### TO DO
The reply should contain all of the data below, word for word.

══ RECORDS

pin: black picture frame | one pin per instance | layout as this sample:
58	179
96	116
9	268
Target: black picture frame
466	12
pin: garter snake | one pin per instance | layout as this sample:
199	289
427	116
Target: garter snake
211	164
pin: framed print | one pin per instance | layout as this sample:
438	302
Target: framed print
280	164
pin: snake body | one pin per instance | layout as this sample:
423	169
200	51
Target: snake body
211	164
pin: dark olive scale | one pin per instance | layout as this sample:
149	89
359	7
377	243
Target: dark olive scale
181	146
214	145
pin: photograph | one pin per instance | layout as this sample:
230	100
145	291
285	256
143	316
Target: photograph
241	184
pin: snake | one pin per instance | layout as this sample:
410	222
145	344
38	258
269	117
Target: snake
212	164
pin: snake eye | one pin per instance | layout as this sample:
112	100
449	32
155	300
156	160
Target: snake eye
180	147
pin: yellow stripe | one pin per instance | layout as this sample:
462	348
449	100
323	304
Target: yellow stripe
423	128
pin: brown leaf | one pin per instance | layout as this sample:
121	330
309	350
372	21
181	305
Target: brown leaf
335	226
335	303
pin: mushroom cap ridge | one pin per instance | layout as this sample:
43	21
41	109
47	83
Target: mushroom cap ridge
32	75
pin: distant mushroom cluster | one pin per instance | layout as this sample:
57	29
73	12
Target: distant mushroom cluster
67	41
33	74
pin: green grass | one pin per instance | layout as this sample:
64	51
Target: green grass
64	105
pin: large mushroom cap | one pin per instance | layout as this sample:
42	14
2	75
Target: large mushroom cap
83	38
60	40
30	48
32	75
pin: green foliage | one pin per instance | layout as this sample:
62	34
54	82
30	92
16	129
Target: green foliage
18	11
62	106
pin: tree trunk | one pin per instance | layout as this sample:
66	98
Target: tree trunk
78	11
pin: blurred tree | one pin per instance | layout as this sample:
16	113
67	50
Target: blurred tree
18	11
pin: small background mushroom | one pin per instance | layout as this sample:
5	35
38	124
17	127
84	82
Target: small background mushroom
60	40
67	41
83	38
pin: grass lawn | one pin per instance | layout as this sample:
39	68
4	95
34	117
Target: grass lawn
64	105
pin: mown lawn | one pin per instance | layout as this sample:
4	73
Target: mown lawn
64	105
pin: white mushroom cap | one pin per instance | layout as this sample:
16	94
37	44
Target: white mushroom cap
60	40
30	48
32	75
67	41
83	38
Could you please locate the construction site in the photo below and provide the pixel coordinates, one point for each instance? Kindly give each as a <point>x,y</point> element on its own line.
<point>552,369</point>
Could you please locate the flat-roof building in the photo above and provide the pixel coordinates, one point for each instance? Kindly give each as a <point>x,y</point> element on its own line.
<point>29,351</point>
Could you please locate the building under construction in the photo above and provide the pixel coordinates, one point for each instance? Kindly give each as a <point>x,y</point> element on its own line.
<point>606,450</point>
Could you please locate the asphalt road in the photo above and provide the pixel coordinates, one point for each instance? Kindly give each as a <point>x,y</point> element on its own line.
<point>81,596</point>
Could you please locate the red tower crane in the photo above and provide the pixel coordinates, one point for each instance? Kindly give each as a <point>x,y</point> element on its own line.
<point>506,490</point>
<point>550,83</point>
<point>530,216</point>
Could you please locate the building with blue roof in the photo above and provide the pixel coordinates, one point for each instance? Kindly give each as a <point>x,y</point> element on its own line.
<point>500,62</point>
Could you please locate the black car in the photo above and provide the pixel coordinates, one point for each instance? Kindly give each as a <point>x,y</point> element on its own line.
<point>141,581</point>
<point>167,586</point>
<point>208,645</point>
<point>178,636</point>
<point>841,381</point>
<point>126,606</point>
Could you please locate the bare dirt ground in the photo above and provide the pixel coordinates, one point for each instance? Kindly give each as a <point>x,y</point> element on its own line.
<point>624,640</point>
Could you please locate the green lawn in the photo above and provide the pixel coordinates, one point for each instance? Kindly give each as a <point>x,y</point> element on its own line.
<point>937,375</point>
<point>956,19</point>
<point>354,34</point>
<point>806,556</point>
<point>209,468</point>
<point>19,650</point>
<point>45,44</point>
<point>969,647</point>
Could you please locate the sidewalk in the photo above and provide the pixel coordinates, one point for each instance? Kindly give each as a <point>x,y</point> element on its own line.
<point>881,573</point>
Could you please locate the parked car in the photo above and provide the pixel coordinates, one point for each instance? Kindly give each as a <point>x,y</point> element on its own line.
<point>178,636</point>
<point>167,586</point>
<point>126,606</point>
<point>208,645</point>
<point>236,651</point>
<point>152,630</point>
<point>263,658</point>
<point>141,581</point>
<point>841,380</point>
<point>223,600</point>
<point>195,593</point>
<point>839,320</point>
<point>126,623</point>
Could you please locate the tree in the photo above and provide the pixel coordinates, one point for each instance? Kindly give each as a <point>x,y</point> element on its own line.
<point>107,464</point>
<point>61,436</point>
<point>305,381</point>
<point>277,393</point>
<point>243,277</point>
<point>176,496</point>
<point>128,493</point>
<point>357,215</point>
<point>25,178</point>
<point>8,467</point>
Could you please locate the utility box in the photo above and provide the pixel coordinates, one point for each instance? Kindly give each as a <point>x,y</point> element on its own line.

════

### SOLUTION FOR THIS TASK
pin: black picture frame | one pin per instance | layout as this sample:
58	179
96	116
9	268
Target: black picture frame
466	12
pin: garter snake | one pin per instance | layout as this sample:
199	289
427	116
Target: garter snake
211	164
pin: framed print | one pin per instance | layout as this sample:
438	302
Target: framed print
280	164
pin: snake body | one pin per instance | layout as this sample:
423	169
200	51
Target: snake body
211	164
pin: dark olive scale | one pin per instance | layout as this sample:
149	89
359	7
377	243
Target: dark olive scale
181	146
214	145
pin: photograph | one pin per instance | layout as this sample:
230	100
145	291
285	256
143	316
Target: photograph
241	184
pin: snake | one pin per instance | layout as this sample:
410	222
145	344
38	258
269	117
Target: snake
212	164
pin: snake eye | one pin per instance | layout as this sample:
112	100
449	32
155	300
156	160
Target: snake eye
180	147
pin: yellow stripe | one pin per instance | layout as this sample:
462	348
449	100
323	304
Target: yellow stripe
423	128
pin: brown leaf | one pin per instance | layout as this sample:
121	330
309	350
372	21
181	305
Target: brown leaf
335	226
335	303
pin: mushroom cap ridge | one pin per instance | layout as this sample:
43	21
41	109
47	83
Target: mushroom cap ridge
32	75
pin: distant mushroom cluster | one pin per instance | layout as this sample:
57	29
73	12
Target: distant mushroom cluster
67	41
33	74
pin: green grass | one pin per instance | layout as this sample:
64	51
Target: green grass
64	105
pin: large mushroom cap | one pin per instance | layout as this sample:
42	14
2	75
Target: large mushroom cap
83	38
60	40
30	48
32	75
pin: green foliage | one pin per instance | layout as this sample:
62	34
54	82
30	92
16	129
Target: green foliage
18	11
62	106
pin: tree trunk | one pin per instance | layout as this sample:
66	98
Target: tree trunk
78	11
pin: blurred tree | one pin per instance | layout as this sample:
16	113
67	50
Target: blurred tree
18	11
pin: small background mushroom | one pin per instance | layout as this sample:
5	35
38	124
17	127
84	82
Target: small background mushroom
60	40
67	41
83	38
pin: grass lawn | one pin per instance | layout as this sample:
39	68
4	95
34	117
Target: grass lawn
64	105
pin: mown lawn | one pin per instance | layout as this sample:
4	73
Target: mown lawn
64	105
pin: white mushroom cap | one pin per instance | layout as this sample:
16	94
37	44
Target: white mushroom cap
60	40
30	48
32	75
67	41
83	38
Could you please locate the construction site in the photo below and provide the pixel coordinates, one point for each instance? Kindly give each as a <point>x,y</point> element on its own line.
<point>552,369</point>
Could you please locate the flat-roof building in the photo above and provide the pixel coordinates, one point for each instance? Kindly give each as a <point>x,y</point> element on its own line.
<point>29,351</point>
Could you please locate the building under construction in the photo above and provide the pixel coordinates, one point for each instance? Kindly give each as a <point>x,y</point> element on its own line.
<point>606,450</point>
Could you please locate the asphalt road in the photo above and provide the pixel coordinates, one point for each instance? Kindly give each as a <point>x,y</point> element on its own line.
<point>81,596</point>
Could you please locate the red tower crane in the photo above and provide the pixel coordinates, one point for each instance? Kindly give each as a <point>x,y</point> element on its own line.
<point>506,490</point>
<point>550,83</point>
<point>530,216</point>
Could you please locate the building with blue roof in the photo above and provide the pixel coordinates, one point for each instance? Kindly give each as a <point>x,y</point> element on its own line.
<point>500,62</point>
Could you please locate the black car in the photo above and provide the pixel coordinates, one point for each instance? Kindly give each as a <point>x,y</point> element on its own line.
<point>141,581</point>
<point>167,586</point>
<point>208,645</point>
<point>178,636</point>
<point>841,381</point>
<point>126,606</point>
Could you please locate the bare dirt ground in the photo above and provide the pixel coordinates, one point for each instance? Kindly give each as a <point>x,y</point> element on its own line.
<point>624,640</point>
Could you please locate the green lawn in the photo above and provide the pixel coordinates, one point for each instance? Kindly give each as a <point>x,y</point> element on its own line.
<point>937,375</point>
<point>956,19</point>
<point>354,34</point>
<point>806,556</point>
<point>209,468</point>
<point>19,650</point>
<point>45,44</point>
<point>969,647</point>
Could you please locate the sidewalk in the photo above and provide the pixel coordinates, one point for each instance? Kindly give each as a <point>x,y</point> element on its own line.
<point>881,573</point>
Could you please locate the parked car in the photo above and provide the pixel coordinates, one point for each instance? Kindly give each as a <point>x,y</point> element on its own line.
<point>178,636</point>
<point>167,586</point>
<point>126,606</point>
<point>208,645</point>
<point>236,651</point>
<point>152,630</point>
<point>263,658</point>
<point>141,581</point>
<point>841,380</point>
<point>223,600</point>
<point>195,593</point>
<point>839,320</point>
<point>126,623</point>
Could you please locate the tree in the photo above and provide the pixel coordinates, one point for each instance? Kindly give each as a <point>x,y</point> element on its own line.
<point>107,464</point>
<point>61,436</point>
<point>305,381</point>
<point>277,393</point>
<point>243,277</point>
<point>176,496</point>
<point>128,493</point>
<point>357,215</point>
<point>25,178</point>
<point>8,467</point>
Could you please locate the utility box in the photo above and provide the pixel coordinates, one point for each instance? Kindly give each as a <point>x,y</point> element on its own line.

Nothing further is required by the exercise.